- _Action item_
An exact, word-for-word copy of the entries is required, beginning at the line that contains "Can you see the château?" and ending at the last line, both included.

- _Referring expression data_
================
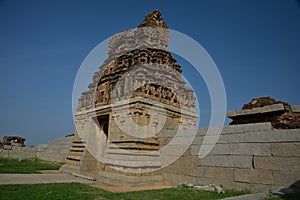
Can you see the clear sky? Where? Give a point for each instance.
(254, 43)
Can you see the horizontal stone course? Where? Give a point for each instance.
(253, 176)
(291, 135)
(286, 149)
(278, 163)
(234, 161)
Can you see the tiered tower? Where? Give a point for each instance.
(137, 93)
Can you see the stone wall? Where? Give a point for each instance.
(56, 150)
(250, 156)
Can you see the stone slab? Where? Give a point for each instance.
(254, 111)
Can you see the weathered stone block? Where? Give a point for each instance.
(215, 172)
(284, 178)
(286, 149)
(259, 149)
(273, 136)
(234, 161)
(253, 176)
(278, 163)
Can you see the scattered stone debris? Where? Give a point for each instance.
(210, 187)
(266, 109)
(12, 140)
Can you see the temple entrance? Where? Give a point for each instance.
(103, 122)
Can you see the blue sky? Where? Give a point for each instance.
(254, 43)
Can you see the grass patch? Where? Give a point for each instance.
(82, 191)
(27, 166)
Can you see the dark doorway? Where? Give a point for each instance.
(103, 121)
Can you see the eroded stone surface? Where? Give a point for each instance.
(267, 109)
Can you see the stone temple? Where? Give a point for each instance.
(136, 126)
(137, 93)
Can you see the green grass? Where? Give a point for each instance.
(82, 191)
(27, 166)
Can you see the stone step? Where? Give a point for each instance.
(133, 163)
(129, 181)
(131, 153)
(131, 157)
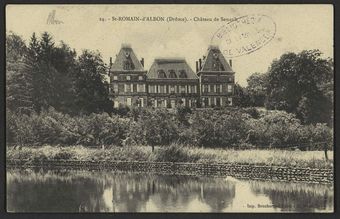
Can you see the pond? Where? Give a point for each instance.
(39, 190)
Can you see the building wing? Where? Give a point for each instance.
(171, 68)
(215, 61)
(126, 60)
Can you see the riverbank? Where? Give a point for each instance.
(174, 153)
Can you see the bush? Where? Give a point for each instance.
(218, 129)
(154, 127)
(175, 153)
(226, 128)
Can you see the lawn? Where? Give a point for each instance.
(175, 153)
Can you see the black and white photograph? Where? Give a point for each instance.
(201, 108)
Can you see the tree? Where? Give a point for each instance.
(19, 81)
(256, 88)
(91, 93)
(241, 97)
(302, 84)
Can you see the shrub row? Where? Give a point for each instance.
(227, 128)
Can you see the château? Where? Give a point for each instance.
(170, 81)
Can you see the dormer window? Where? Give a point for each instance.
(172, 74)
(183, 74)
(161, 74)
(128, 65)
================
- _Exercise answer_
Can you see the château? Where? Give a point for each instance.
(170, 81)
Can you see the dormer window? Where? Give a point for each instance.
(172, 74)
(183, 74)
(161, 74)
(128, 65)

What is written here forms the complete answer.